Records from a pointing dataset:
---
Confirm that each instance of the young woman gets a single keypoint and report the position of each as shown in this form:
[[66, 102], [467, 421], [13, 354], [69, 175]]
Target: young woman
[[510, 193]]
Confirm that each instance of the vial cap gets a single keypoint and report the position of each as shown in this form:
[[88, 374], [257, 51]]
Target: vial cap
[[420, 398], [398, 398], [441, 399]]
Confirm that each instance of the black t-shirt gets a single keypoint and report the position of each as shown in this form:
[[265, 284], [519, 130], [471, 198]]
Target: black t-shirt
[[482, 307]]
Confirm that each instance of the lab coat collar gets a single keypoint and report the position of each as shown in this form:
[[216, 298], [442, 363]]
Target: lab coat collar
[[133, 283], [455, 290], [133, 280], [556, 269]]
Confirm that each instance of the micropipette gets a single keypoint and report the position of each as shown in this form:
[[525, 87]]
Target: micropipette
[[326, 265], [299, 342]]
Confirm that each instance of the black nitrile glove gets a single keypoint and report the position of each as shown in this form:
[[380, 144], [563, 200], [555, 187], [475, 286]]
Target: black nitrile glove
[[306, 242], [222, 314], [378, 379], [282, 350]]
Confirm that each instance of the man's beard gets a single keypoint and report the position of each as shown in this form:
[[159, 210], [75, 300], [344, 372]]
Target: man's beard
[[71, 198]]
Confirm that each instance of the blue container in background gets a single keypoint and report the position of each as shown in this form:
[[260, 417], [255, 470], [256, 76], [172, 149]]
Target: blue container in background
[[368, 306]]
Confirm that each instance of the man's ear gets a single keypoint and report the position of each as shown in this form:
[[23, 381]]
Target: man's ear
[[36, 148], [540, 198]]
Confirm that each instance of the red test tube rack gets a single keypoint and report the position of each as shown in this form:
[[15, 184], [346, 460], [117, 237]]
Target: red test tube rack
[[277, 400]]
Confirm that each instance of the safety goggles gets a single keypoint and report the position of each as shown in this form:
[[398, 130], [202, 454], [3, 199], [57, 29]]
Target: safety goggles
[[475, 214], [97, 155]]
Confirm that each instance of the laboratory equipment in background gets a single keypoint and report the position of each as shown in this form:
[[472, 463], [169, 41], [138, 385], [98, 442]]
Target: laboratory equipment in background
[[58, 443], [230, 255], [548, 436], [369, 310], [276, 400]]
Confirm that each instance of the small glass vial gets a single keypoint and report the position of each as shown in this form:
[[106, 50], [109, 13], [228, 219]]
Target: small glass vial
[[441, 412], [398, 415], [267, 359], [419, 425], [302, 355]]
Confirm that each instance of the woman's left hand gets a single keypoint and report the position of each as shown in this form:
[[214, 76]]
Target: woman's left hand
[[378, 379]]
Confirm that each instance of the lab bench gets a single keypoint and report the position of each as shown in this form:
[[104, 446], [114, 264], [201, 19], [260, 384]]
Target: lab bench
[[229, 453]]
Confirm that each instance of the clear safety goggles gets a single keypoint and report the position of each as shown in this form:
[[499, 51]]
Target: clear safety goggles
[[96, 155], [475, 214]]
---
Rewrite every line of the items above as a numbered list, omitting any blank lines.

1. Confirm that each instance of the young woman gets a single keypoint and report the position of each as shown in this form:
2. [[66, 102], [467, 421], [13, 354], [69, 175]]
3. Target: young woman
4. [[510, 193]]
5. Confirm that each instance of the vial cap gets a single keypoint and report the position of each as shown in this form:
6. [[88, 374], [257, 51]]
7. Target: vial cap
8. [[420, 398], [398, 398], [441, 399]]
9. Confirm that each instance of the black t-shirt gets a single keypoint and report the position of each as shown in this form:
10. [[265, 284], [519, 130], [471, 198]]
11. Target: black t-shirt
12. [[482, 307]]
13. Confirm that each instance of the lab coat collar gets a single keypoint and report the position of each as shown in this form:
14. [[216, 298], [442, 363]]
15. Target: lab coat collar
16. [[133, 283], [455, 290], [133, 280], [556, 269]]
17. Confirm that each instance of the micropipette gets a single keypoint and report the position of each as shown in this form:
18. [[525, 87]]
19. Target: micropipette
20. [[326, 265], [299, 342]]
21. Confirm that each instance of the black nitrile glove gets a single keypoint and report the position of each as shown in this form:
22. [[380, 144], [563, 200], [555, 187], [475, 286]]
23. Target: black nitrile glove
24. [[306, 242], [222, 314], [378, 379], [282, 350]]
25. Confirm that each instance of the man's beard gets a single keypoint and report the position of each as shown in this form:
26. [[159, 210], [75, 300], [344, 372]]
27. Target: man's beard
28. [[71, 198]]
29. Confirm that each instance of the blue container in background gets a single keypoint and report the position of each as shown in this form:
30. [[260, 417], [255, 470], [256, 76], [172, 149]]
31. Target: blue container in background
32. [[368, 306]]
33. Confirm that each instance of the man's ear gets a single keypoint and report the position of each as shown in this form:
34. [[23, 381]]
35. Target: man's ear
36. [[36, 148], [540, 198]]
37. Confirm that each instance of the red test tube rack gets a single keypoint and report the position of each as shown in this form:
38. [[15, 184], [346, 460], [117, 237]]
39. Target: red test tube rack
40. [[277, 400]]
41. Confirm that each instance of the safety goggles gets a single keypoint and report the position of each as shown in this form:
42. [[398, 130], [202, 454], [3, 199], [57, 29]]
43. Target: safety goggles
44. [[475, 214], [97, 155]]
45. Confirm that each instance of the laboratory equipment in background gets a single keypoint and report the position of each as shown in this form:
46. [[472, 463], [169, 41], [138, 385], [98, 442]]
47. Target: laboratory equipment in background
48. [[58, 443], [230, 255], [548, 436], [369, 310], [276, 400]]
49. Confirm that each instance of the small glass vial gets a single keypoint and report the position of each as shown in this form:
50. [[106, 50], [109, 13], [228, 219]]
51. Target: small glass vial
52. [[441, 412], [398, 415], [267, 359], [419, 425], [302, 355]]
53. Confirm that each instance of the woman's left hand gets a single keypoint and report the position of each as shown in this form:
54. [[214, 76]]
55. Target: woman's left hand
56. [[378, 379]]
57. Confirm that each instance of the lab bench gets a single keypoint and report the position of each as shown in this form:
58. [[104, 446], [114, 264], [201, 19], [260, 384]]
59. Target: lab bench
60. [[229, 453]]
61. Confirm that each instance of the clear safety goggles gets a single keypoint and report the position of each as shown in this form:
62. [[499, 51]]
63. Target: clear safety goggles
64. [[96, 155], [475, 214]]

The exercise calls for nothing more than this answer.